═══ PROVIDED RECORDS
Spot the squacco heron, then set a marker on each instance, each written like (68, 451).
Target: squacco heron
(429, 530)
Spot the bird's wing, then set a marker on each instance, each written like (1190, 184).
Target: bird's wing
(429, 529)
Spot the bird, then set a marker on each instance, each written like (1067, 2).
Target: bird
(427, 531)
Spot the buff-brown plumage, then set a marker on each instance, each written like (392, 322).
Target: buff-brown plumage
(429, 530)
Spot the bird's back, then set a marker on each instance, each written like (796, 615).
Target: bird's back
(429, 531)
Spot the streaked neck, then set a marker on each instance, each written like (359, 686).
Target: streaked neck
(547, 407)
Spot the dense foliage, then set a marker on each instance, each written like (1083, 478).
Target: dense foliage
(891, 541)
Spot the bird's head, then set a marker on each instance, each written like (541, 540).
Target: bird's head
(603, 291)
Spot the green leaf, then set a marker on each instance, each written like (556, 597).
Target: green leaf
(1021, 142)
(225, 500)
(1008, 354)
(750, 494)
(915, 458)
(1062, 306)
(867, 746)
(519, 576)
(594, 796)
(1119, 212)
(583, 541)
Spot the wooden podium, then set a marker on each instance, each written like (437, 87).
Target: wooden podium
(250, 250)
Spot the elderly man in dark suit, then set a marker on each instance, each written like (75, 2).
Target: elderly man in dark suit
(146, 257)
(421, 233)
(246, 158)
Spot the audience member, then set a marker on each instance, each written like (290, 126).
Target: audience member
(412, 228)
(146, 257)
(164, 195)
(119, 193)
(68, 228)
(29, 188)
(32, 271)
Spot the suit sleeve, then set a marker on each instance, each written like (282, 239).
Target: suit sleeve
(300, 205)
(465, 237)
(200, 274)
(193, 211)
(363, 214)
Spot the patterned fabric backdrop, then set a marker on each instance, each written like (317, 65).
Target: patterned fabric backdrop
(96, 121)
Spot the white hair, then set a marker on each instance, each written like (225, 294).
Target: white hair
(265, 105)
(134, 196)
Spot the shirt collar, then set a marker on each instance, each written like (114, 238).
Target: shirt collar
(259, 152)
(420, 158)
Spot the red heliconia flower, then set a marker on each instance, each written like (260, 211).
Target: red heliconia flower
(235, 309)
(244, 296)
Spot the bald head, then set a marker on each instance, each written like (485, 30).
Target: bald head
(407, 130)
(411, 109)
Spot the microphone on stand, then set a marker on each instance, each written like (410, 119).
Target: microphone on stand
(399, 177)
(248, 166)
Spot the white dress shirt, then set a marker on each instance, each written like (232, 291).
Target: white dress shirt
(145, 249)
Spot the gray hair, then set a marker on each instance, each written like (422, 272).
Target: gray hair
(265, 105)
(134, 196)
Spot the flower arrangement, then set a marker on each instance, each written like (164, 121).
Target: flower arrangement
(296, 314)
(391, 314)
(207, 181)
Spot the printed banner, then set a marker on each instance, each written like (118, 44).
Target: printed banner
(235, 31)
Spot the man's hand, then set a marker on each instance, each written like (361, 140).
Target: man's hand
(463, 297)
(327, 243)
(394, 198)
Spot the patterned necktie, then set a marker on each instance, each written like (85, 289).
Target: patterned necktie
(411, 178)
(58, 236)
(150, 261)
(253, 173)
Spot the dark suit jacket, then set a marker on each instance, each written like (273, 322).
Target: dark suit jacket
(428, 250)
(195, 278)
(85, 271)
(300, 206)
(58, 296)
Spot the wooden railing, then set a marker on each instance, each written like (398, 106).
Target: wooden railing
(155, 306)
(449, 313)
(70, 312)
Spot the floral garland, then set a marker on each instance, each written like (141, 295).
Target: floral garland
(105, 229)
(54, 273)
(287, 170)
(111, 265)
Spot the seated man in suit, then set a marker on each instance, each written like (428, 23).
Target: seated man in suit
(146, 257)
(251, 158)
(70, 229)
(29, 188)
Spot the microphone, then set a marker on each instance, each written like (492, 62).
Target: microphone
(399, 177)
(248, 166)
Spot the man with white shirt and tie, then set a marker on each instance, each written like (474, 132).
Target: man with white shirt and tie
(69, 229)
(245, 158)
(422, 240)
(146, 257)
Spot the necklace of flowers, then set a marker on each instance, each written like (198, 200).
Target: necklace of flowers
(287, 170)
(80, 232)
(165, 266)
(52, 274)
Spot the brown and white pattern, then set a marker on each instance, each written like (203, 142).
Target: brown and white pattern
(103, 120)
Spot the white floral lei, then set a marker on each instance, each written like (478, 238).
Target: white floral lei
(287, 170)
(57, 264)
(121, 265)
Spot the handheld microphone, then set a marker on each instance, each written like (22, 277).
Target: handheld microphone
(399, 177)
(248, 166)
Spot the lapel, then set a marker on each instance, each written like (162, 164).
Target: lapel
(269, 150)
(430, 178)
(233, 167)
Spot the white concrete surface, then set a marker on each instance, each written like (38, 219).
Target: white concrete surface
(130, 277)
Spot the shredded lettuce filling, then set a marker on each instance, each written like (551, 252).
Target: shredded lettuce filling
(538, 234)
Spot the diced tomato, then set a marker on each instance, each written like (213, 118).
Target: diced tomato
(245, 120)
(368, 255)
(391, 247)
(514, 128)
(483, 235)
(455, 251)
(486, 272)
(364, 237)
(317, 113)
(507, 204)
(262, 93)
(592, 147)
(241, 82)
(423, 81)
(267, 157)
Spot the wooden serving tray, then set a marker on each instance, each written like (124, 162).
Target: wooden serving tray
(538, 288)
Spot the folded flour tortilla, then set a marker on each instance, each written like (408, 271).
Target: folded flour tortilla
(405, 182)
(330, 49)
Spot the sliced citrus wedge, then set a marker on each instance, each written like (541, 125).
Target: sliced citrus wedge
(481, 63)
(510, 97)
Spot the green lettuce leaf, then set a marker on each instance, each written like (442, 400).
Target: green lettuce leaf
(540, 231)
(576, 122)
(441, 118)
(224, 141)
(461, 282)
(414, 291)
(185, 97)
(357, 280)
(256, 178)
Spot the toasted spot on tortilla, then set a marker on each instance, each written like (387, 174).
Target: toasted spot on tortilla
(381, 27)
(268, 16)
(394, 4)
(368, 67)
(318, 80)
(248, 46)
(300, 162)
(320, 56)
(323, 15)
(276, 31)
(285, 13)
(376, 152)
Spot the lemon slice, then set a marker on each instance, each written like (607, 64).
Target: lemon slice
══════
WHAT YOU HAVE TO DO - Each line in the material above must be retyped without alteration.

SOLUTION -
Spot the squacco heron, then set a marker on each instance, each written like (68, 451).
Target: squacco heron
(429, 530)
Spot the bird's wing, then set a marker on each instance, each written like (1190, 184).
Target: bird's wing
(429, 529)
Spot the bird, then set a marker on each instance, each written like (1067, 2).
Target: bird
(427, 531)
Spot the buff-brown plumage, then set a marker on each instance, each written like (392, 322).
Target: buff-brown plumage
(429, 530)
Spot the bird's back, then set a marker on each instance, each written like (796, 615).
Target: bird's back
(429, 531)
Spot the streaked neck, then set a marker on each instance, each written like (359, 686).
Target: streaked neck
(547, 407)
Spot the dense foliage, then set a marker on each instance, each written like (1083, 478).
Target: dense foliage
(891, 541)
Spot the bird's head, then set a marker on each instance, each written like (541, 540).
Target: bird's head
(603, 291)
Spot the green leaf, then set a marker on each instance, each written like (556, 597).
Target: green leaf
(1021, 142)
(225, 500)
(1008, 354)
(750, 494)
(915, 458)
(1062, 306)
(867, 746)
(519, 576)
(594, 796)
(1119, 212)
(583, 541)
Spot the wooden podium, then set a marker on each instance, each written like (437, 87).
Target: wooden podium
(250, 250)
Spot the elderly man in dark suit, then set a marker on each instance, each written like (75, 2).
Target: elderly man in dark suit
(146, 257)
(421, 233)
(246, 158)
Spot the audience member, then set a marker on each instance, each written like (290, 126).
Target: audience member
(412, 228)
(146, 257)
(164, 195)
(119, 193)
(68, 228)
(29, 188)
(32, 271)
Spot the suit sleeve, then set a marker on each instance, each written like (282, 239).
Target: suit sleeve
(300, 205)
(465, 237)
(200, 274)
(193, 211)
(363, 214)
Spot the patterned fabric backdrop, then set a marker on each instance, each written like (317, 65).
Target: patterned fabric backdrop
(96, 121)
Spot the white hair, then set a marker on each instance, each written like (225, 294).
Target: white hair
(265, 105)
(134, 196)
Spot the shirt collar, then set a marker on each instance, each written like (114, 238).
Target: shirt collar
(259, 152)
(420, 158)
Spot the red heliconia flower, then set a marker on each instance, each written like (260, 211).
Target: red heliconia flower
(235, 309)
(244, 296)
Spot the bald head, then set a marker on each instance, each written like (485, 30).
Target: bald head
(407, 130)
(411, 109)
Spot the microphone on stand, then set a marker on each instance, each written like (410, 119).
Target: microphone on stand
(399, 177)
(248, 166)
Spot the white dress shirt, then set a marker on each instance, each written like (232, 291).
Target: white dress shirt
(145, 249)
Spot the gray hair, then set a marker on each instance, each written like (422, 272).
Target: gray hair
(265, 105)
(134, 196)
Spot the flower arrangement, then set a marker on each instance, each written like (164, 121).
Target: flower arrangement
(296, 314)
(391, 314)
(207, 181)
Spot the printed banner, then set a marker on each instance, each written like (118, 44).
Target: printed banner
(235, 31)
Spot the man's hand, then set a marker on each instance, each written like (361, 140).
Target: man's hand
(463, 297)
(327, 243)
(394, 198)
Spot the patterned necktie, then set a marker on each instance, each written like (85, 289).
Target: patterned necktie
(411, 178)
(58, 236)
(150, 261)
(253, 173)
Spot the dark suit jacket, then set a marker on each instance, each written like (273, 322).
Target: dark suit jacket
(428, 250)
(195, 278)
(85, 271)
(300, 206)
(58, 296)
Spot the wooden railing, then set a marker on each instance, each written like (398, 106).
Target: wooden railing
(155, 306)
(449, 313)
(70, 312)
Spot the floral garland, then set a marker on each instance, each written like (141, 295).
Target: floral garland
(105, 229)
(54, 273)
(287, 170)
(111, 265)
Spot the seated man in suit, then set a marker on each instance, each written like (428, 23).
Target: seated man in suit
(146, 257)
(251, 158)
(70, 229)
(29, 188)
Spot the microphone, then set a marker on each instance, each written like (492, 62).
Target: microphone
(399, 177)
(248, 166)
Spot the man with white shirt and tie, then set a marker on each instance, each written like (474, 132).
Target: man with white shirt and tie
(69, 229)
(245, 158)
(422, 240)
(146, 257)
Spot the necklace of flowers, then set a marker on each instance, each written like (198, 200).
Target: necklace of flowers
(287, 170)
(80, 232)
(165, 266)
(52, 274)
Spot the brown and white pattern, then set a marker on each instance, each written like (203, 142).
Target: brown and white pattern
(103, 120)
Spot the white floral lei, then set a marker on each instance, each written like (478, 238).
Target: white floral lei
(287, 170)
(57, 264)
(121, 265)
Spot the handheld microphone, then set a marker on each instance, each written like (22, 277).
Target: handheld microphone
(399, 177)
(248, 166)
Spot the lapel, then set a marker on each instance, each written like (162, 164).
Target: lapel
(269, 150)
(430, 178)
(233, 167)
Spot the white concrete surface, then set a marker on each instance, each written like (38, 219).
Target: white concrete surface
(130, 277)
Spot the shredded lettuce filling, then set a marker on each instance, each written like (551, 252).
Target: shredded lettuce filling
(538, 234)
Spot the diced tomato, then set a marker on each instance, each written like (213, 118).
Target: diced tomato
(245, 120)
(368, 255)
(391, 247)
(514, 128)
(483, 235)
(455, 251)
(486, 272)
(364, 237)
(317, 113)
(507, 204)
(262, 93)
(592, 147)
(241, 82)
(423, 81)
(267, 157)
Spot the wooden serving tray, then set a marker on each instance, each written like (124, 162).
Target: wooden serving tray
(538, 288)
Spot the folded flour tortilla, then set a marker on each instance, each written like (408, 271).
Target: folded flour tortilla
(405, 182)
(330, 49)
Spot the sliced citrus wedge, then set a marker on each instance, each written like (541, 125).
Target: sliced citrus wedge
(481, 63)
(510, 97)
Spot the green lettuce leaf, then set a marker on each instance, each written like (442, 400).
Target: green lettuce leaf
(540, 231)
(576, 122)
(441, 118)
(224, 141)
(461, 282)
(414, 291)
(185, 97)
(357, 280)
(256, 178)
Spot the toasted spot on tortilla, then set a marker on each instance, each written like (387, 174).
Target: toasted spot on tortilla
(381, 27)
(268, 16)
(394, 4)
(368, 67)
(318, 80)
(248, 46)
(300, 162)
(320, 56)
(323, 15)
(276, 31)
(285, 13)
(376, 152)
Spot the lemon slice, then set a marker on each instance, each written like (607, 64).
Target: lemon slice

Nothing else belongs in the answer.